* Provided passage *
Start of Block

No one wants major surgery performed in a rush, but that’s what happened to Louisiana’s old system of charity hospitals. In an atmosphere of financial crisis, Gov. Bobby Jindal and the LSU Board of Supervisors pushed through major lease-purchase deals that privatized most of the network of hospitals and clinics that Louisiana’s working poor have depended on for decades.
The good news is that the deals seem to be workable financially for the present, and there have been some improvements, sometimes significantly better services, in care to patients of the privatized facilities.
The bad news is that it is not clear whether the deals are as sustainable for the future as the Jindal administration says they are.
The Public Affairs Research Council puts the deals in perspective in a report from Don Gregory, a former state Medicaid director, and PAR research director Alison Neustrom.
From the short-term point of view, the deals provided the administration lease payments from private operators, so that the hospital assets are basically subsidizing the state’s rickety budget.
The question is whether the deals can be sustained, at a time of turmoil for health financing the likes of which hasn’t been seen in a generation. PAR said the contracts might not be sustainable because a sizable portion of the money comes from federal uninsured care funding scheduled to shrink nationwide, starting in 2018 — two years after Jindal’s term ends.
The state Department of Health and Hospitals argues the deals are workable in the future.
In part, this disagreement is based on the thorny political issue of expanding Medicaid, the principal health insurance for the very poor in Louisiana. Jindal has rejected the Medicaid expansion, unreasonably in our view. But it is upon the availability of expanded Medicaid that the U.S. government bases its plan to reduce the uninsured care money for the states. If that money from Washington goes down, and Louisiana doesn’t have expanded Medicaid coverage, will the costs of caring for the uninsured break the financial back of the contracts?
Not likely, says DHH, arguing the contracts have spending caps and other guarantees. But the contracts were waved through their approval process before the LSU board, often with dozens of blank pages filled in later. It did not breed confidence in the administration’s process.
On the financial terms, it seems from the PAR report that we’re a few years away from finding out who’s right in the differing prognoses of PAR and DHH. But in at least one scenario in the PAR report, the state could end up $350 million short of the money needed for the hospitals’ operators from 2018 through 2020 to cover uninsured care, and most of that will be at the privatized LSU hospitals.
The PAR report is going to be required reading, we think, as legislators and community leaders in health care grapple with the aftermath of emergency surgery on the charity hospital system. But if the surgery was rushed, the contracts with blank pages were executed, it’s reasonably clear that the state is not likely to go back to the charity care system of the past.

End of Block

* Your assignment *
Please rewrite the stretch from "No one wants" through "on for decades." in the editorial on Louisiana's charity hospitals, switching "charity hospitals" to "public hospitals". The lines after this have nothing to do with the text.

* Source data *

Start of Block

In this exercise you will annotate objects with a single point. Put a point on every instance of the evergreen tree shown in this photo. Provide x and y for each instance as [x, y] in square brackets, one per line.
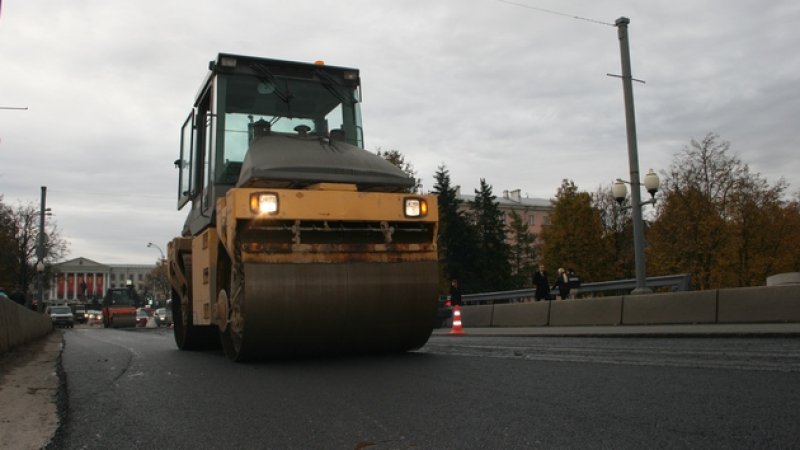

End of Block

* Answer section *
No one wants major surgery performed in a rush, but that’s what happened to Louisiana’s old system of public hospitals. In an atmosphere of financial crisis, Gov. Bobby Jindal and the LSU Board of Supervisors pushed through major lease-purchase deals that privatized most of the network of hospitals and clinics that Louisiana’s working poor have depended on for decades.